##### DOCUMENT SEGMENT #####

Israel’s volunteer and donation effort in the first three months of the war was worth an estimated NIS 14.78 billion - but the government entered the crisis without a body responsible for coordinating that civilian response, State Comptroller Matanyahu Englman found.

The audit, published on Tuesday, focused on the state’s relationship with volunteer groups, charities, philanthropic bodies, and civilian initiatives that assisted the home front after October 7.

According to the report, the NIS 14.78b. estimate included some NIS 8.56b. in the assessed value of volunteer labor and NIS 6.22b. in money and in-kind donations between October and December 2023.

That was about NIS 3b. more than NIS 11.8b. the state allocated for civilian needs over the same period.

The audit found that nearly half of Israeli adults volunteered in October 2023, with an average of 2.23 million people volunteering between October and December. During that period, 3.6 million people donated.

VOLUNTEER from London visits a home gutted by fire in Be’eri.
VOLUNTEER from London visits a home gutted by fire in Be’eri. (credit: Alexi J. Rosenfeld/Getty Images)

#####

#### YOUR TASKS:
• A. Using the article on the state comptroller's audit, explain in one to three sentences what makes up the estimated NIS 14.78 billion value of the civilian effort and how that figure compares with the state's own allocation.
• B. Carry on the article about the state comptroller's audit of the wartime volunteer effort from where it stops.
The lines that come next are from a separate source.

##### COLLECTED DATA #####

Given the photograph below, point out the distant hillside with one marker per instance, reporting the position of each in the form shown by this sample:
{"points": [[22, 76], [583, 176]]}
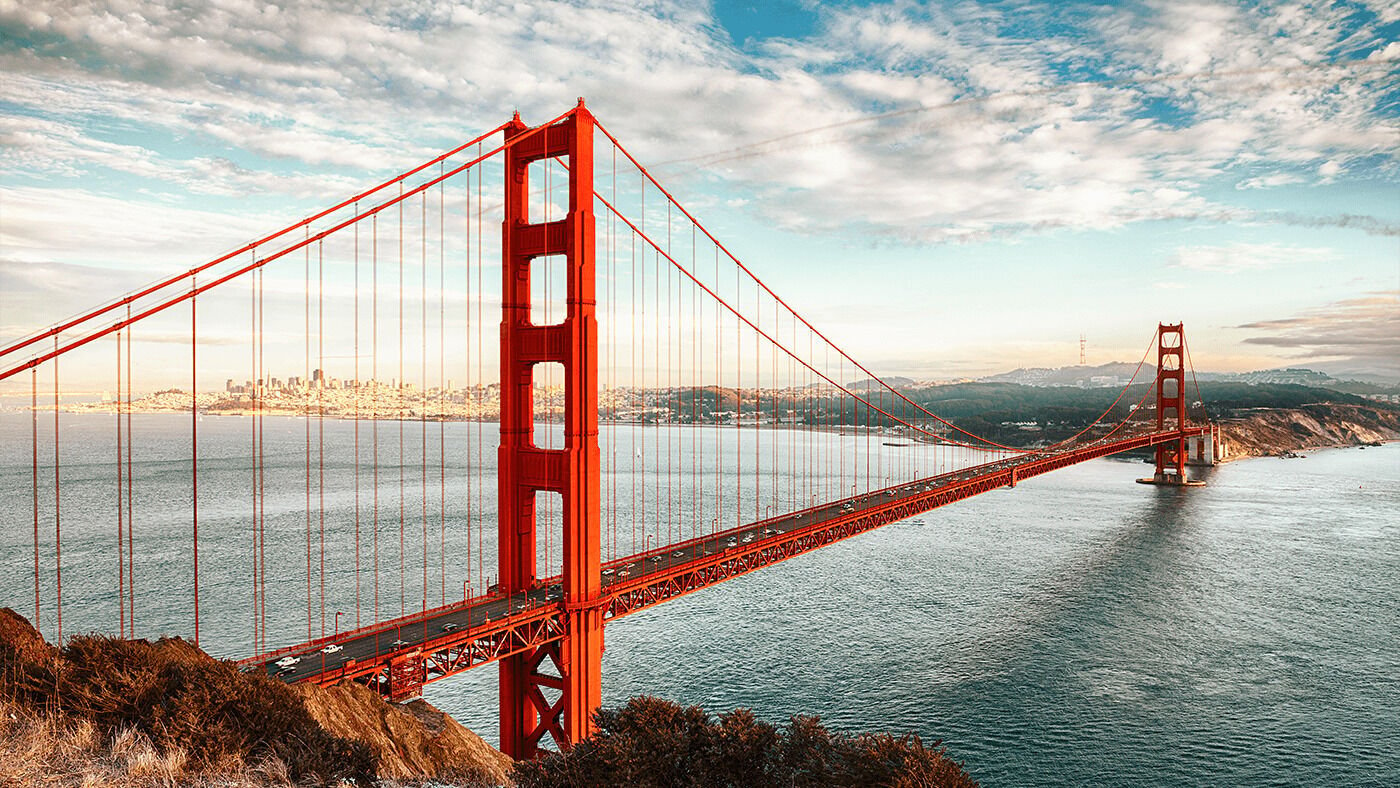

#####

#### OUTPUTS FOR THE TASKS:
• A. The estimate combines about NIS 8.56 billion in the assessed value of volunteer labor and NIS 6.22 billion in money and in-kind donations from October to December 2023. That total was about NIS 3 billion more than the NIS 11.8 billion the state allocated for civilian needs over the same period.

• B.
Large amount of emergency volunteer initiatives were formed spontaneously

More than 1,000 civilian emergency rooms, volunteer networks, and community initiatives operated during that period, helping more than two million people and providing assistance estimated at over NIS 250m. About 80% of those initiatives were formed spontaneously.

The scale of the response made coordination essential, the report said. Donations, food, equipment, accommodation, transport, and volunteer manpower were all directed toward needs that were also the responsibility of government ministries and local authorities - but no government body was tasked with coordination.

From 2018 until the end of the audit in July 2025, no central government authority was responsible for coordinating government activity with donor and volunteer bodies during an emergency.

The National Emergency Authority’s resilience division, which had coordinated part of that work, was closed in 2018 during an organizational change. No replacement body was appointed.

The government attempted to create a central, cross-sector coordination mechanism after the war began, but the effort failed.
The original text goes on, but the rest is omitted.